[Source extract — start]
Fig. 6. Adiabatic efficiency vs. turbine rpm curve for a Rateau turbocharger is less than impressive by modern standards.

Fig.7. Moss turbocharger tested on Pike’s Peak.

 

 

There are reports that, in order to impress skeptical Army engineers with the forces generated by a turbo, Moss arranged for a demonstration at McCook Field. The turbocharger was mounted on a Liberty engine, barricaded behind sandbags. Observers took cover as the engine was started and accelerated to full throttle. With minutes the engine exploded, sending spark plugs through the roof of the test house.

In September 1918, Dr. Moss and his crew journeyed to Pikes Peak carrying with them a turbocharged Liberty 12, a dynamometer and provisions for a six weeks’ winter camp out (Fig. 8). Twenty-five dyno runs were made. Without the supercharger, the Liberty produced 354 hp at ground level and 230 hp at 14,000 ft. The dummy propeller cost about 100 hp at ground level. Supercharged, with the nozzle boxes at red heat, the engine produced 377 hp for 30 seconds before detonation destroyed the spark plugs. During these wide-open-throttle tests Moss hovered over the engine, making adjustments. The crew tied him down with rope to keep him clear of the propeller.
[Source extract — finish]
[Input data — start]
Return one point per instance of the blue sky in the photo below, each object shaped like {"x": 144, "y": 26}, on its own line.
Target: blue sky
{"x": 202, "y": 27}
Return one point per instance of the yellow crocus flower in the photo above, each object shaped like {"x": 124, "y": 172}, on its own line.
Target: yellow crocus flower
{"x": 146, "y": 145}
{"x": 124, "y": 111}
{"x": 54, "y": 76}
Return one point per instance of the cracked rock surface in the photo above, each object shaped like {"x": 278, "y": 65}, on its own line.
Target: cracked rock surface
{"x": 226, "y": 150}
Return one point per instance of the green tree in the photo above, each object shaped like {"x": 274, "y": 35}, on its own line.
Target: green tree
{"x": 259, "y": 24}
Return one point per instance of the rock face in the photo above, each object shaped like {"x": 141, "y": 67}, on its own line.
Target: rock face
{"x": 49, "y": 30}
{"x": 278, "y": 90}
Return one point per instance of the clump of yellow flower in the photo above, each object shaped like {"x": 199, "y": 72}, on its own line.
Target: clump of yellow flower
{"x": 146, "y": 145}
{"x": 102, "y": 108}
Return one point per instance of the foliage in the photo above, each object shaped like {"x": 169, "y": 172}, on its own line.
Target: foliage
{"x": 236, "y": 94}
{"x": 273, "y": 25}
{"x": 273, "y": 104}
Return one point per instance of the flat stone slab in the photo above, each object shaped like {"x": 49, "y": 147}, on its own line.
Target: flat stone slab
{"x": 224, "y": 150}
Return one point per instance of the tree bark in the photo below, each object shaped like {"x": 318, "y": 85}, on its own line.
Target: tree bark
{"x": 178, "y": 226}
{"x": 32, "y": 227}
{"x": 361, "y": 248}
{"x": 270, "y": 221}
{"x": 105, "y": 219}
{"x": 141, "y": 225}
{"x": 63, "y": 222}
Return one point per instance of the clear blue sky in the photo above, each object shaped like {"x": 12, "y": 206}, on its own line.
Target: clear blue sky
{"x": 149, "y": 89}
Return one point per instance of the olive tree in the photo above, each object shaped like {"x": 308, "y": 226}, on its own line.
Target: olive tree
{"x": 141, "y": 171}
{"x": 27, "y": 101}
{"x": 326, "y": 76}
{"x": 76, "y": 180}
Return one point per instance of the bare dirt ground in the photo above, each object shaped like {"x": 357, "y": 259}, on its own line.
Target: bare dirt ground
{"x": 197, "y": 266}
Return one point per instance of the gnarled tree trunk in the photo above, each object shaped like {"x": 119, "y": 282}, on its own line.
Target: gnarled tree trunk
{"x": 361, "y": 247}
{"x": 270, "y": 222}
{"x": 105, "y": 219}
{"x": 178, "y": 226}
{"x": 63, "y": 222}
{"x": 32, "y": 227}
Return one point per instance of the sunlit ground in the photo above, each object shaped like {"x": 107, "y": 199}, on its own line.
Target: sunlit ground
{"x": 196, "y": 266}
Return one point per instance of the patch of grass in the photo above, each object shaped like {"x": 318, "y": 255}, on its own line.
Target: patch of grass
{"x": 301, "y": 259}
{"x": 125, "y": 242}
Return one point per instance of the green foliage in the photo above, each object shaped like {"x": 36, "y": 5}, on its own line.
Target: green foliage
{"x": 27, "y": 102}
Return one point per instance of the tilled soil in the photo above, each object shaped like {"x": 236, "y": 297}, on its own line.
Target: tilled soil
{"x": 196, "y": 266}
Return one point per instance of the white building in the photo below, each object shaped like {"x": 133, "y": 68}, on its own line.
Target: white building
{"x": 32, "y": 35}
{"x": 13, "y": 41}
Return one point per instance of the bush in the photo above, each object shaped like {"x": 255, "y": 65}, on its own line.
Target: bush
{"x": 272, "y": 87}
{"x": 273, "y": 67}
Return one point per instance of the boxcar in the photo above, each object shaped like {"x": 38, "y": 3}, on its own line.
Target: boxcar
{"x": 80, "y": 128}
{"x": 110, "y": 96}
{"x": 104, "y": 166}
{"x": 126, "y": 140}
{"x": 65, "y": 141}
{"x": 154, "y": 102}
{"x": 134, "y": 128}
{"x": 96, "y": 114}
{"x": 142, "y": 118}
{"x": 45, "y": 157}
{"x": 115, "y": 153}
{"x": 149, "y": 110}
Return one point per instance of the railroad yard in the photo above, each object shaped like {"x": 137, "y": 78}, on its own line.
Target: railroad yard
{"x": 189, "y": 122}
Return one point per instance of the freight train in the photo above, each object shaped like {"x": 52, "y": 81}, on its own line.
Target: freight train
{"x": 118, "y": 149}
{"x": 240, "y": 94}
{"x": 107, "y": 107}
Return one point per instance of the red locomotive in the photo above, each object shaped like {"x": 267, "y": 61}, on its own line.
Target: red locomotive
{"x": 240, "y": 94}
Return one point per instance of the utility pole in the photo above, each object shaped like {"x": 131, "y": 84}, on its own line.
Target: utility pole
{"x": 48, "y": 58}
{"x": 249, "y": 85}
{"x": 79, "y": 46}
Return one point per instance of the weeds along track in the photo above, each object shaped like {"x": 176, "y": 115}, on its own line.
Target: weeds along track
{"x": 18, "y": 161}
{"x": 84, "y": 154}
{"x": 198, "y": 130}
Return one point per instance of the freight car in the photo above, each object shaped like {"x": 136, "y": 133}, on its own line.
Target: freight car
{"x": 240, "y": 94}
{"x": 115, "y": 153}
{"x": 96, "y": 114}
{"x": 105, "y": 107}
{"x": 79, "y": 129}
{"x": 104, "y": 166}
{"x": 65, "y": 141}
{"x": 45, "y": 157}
[Input data — finish]
Decide whether each statement agrees with the passage on the Moss turbocharger tests. For each, answer yes or no and quote the words from the passage that settle it. (a) Without the supercharger, the Liberty produced 354 hp at ground level. (b) Twenty dyno runs were made at Pikes Peak. (c) The crew used rope to keep Moss clear of the propeller.

__Exercise result__.
(a) Yes: "Without the supercharger, the Liberty produced 354 hp at ground level"
(b) No: "Twenty-five dyno runs were made."
(c) Yes: "The crew tied him down with rope to keep him clear of the propeller."